What the task requires>
Please rewrite the records from their start through the line that contains "pixel 250 162", requests included and pictures left out. Scale only the coordinates in the answers by 0.5, rounding each to a whole number with halves going up.

Records to process>
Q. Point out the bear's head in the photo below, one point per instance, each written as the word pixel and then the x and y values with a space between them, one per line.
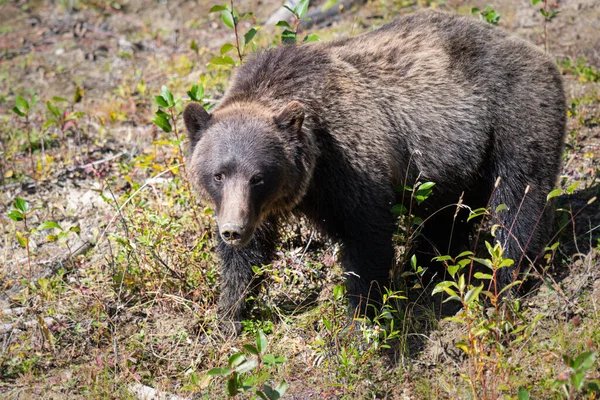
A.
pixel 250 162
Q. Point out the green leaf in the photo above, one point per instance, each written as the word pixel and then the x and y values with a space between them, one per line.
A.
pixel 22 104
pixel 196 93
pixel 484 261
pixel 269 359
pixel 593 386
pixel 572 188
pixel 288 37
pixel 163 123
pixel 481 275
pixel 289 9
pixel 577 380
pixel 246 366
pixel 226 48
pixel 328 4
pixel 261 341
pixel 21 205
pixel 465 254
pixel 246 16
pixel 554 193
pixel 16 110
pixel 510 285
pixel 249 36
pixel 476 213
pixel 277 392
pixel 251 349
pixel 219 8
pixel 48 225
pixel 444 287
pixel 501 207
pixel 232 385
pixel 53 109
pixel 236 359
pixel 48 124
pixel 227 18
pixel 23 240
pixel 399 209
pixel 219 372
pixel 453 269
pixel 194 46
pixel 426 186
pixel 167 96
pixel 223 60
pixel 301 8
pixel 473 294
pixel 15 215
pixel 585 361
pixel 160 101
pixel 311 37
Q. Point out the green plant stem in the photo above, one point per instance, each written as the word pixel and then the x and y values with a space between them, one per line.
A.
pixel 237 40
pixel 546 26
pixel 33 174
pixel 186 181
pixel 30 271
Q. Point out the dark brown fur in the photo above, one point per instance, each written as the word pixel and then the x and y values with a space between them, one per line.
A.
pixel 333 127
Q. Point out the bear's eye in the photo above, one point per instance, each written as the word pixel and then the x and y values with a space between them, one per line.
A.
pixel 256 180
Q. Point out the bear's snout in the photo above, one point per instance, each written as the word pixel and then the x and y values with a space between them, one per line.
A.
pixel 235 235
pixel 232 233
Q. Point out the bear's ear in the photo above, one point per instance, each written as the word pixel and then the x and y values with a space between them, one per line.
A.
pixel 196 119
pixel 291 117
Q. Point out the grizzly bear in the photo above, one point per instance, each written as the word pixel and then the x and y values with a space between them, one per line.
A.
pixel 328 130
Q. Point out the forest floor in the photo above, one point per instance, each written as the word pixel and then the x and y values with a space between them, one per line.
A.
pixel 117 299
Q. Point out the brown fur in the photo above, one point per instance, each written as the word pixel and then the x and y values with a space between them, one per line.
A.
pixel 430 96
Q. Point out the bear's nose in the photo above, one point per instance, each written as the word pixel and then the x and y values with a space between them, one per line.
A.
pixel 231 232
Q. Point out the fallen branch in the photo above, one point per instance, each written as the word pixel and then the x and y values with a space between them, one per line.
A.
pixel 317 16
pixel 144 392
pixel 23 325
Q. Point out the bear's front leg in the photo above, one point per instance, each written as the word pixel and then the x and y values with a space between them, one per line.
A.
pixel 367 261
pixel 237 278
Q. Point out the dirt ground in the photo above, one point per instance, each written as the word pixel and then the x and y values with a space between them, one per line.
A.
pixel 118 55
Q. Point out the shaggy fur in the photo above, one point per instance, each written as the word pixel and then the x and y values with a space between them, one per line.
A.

Finished exercise>
Q. Point out the bear's head in the photo below, one point per instance, each written as the word pixel and then the x and y values with a space between them, one per line.
A.
pixel 125 81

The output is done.